Exercise material Start Marker
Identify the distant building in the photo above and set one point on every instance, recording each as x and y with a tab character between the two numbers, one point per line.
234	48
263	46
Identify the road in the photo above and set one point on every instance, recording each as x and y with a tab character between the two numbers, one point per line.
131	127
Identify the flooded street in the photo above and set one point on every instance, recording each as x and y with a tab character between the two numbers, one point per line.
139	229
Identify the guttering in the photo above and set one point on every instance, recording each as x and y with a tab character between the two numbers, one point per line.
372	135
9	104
Exercise material End Marker
Exercise material Start Marker
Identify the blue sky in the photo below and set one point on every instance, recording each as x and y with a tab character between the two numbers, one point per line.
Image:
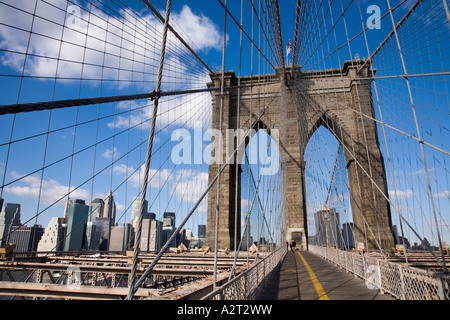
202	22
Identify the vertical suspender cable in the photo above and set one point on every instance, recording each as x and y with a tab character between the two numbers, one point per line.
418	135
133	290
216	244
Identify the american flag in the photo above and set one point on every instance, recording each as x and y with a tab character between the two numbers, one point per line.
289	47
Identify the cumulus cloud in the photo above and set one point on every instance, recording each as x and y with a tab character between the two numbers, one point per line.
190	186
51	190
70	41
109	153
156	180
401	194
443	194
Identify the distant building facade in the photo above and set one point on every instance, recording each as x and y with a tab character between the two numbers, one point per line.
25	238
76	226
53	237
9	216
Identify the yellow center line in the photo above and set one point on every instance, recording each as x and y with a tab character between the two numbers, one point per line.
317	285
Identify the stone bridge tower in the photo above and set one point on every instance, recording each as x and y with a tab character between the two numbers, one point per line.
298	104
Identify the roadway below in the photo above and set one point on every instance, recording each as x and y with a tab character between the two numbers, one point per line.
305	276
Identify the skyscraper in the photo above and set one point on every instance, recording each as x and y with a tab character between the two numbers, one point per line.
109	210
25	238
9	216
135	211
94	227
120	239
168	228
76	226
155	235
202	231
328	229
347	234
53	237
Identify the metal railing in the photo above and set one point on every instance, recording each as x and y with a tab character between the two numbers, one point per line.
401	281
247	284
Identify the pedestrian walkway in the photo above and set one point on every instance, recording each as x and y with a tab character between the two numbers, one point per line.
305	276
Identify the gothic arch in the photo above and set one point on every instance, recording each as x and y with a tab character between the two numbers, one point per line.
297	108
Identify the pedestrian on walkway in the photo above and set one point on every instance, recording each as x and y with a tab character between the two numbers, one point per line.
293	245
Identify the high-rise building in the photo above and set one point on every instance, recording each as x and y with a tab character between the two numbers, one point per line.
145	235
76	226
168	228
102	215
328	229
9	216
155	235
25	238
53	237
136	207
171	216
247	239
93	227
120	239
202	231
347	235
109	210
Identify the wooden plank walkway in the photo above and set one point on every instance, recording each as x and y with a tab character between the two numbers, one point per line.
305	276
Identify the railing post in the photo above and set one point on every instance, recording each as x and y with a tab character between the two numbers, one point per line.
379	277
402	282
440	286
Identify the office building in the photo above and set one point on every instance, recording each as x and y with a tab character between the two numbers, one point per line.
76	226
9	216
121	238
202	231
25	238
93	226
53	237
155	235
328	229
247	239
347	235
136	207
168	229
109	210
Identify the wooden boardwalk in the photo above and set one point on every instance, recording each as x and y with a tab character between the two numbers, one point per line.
Exercise material End Marker
--- What you need to do ---
In the listing above, locate the line containing "Identify the high-rise" and the line containing "Identify the wooden boardwalk". Extract those two lines and every line between them, exactly as written, and only those.

--- Answer to this task ---
Identify the high-rise building in the photo above and set one point on every instance, recording each as x and y with a tab character between the two numbers, one point per line.
145	235
76	226
168	228
102	215
328	229
9	216
155	235
25	238
53	237
136	207
171	216
247	239
93	227
120	239
202	231
347	235
109	210
Identify the wooden plank walkway in the photo above and set one point on every instance, recording each as x and y with a tab character between the two numbers, one point per line.
305	276
Identify the railing post in the photo above and set one point on every instance, recording each as x and y with a tab character between the two numbers, one point per line.
379	277
402	282
440	286
Identify the office building in the photo above and set one point on every instance, recording each as x and y with a tab character between the two numbers, one point per line.
76	226
9	216
121	238
202	231
25	238
93	226
53	237
155	235
328	229
247	239
347	235
136	207
168	229
109	210
Identify the wooden boardwalk in the photo above and set one point on every instance, recording each as x and y with a tab character between the two numbers, one point per line.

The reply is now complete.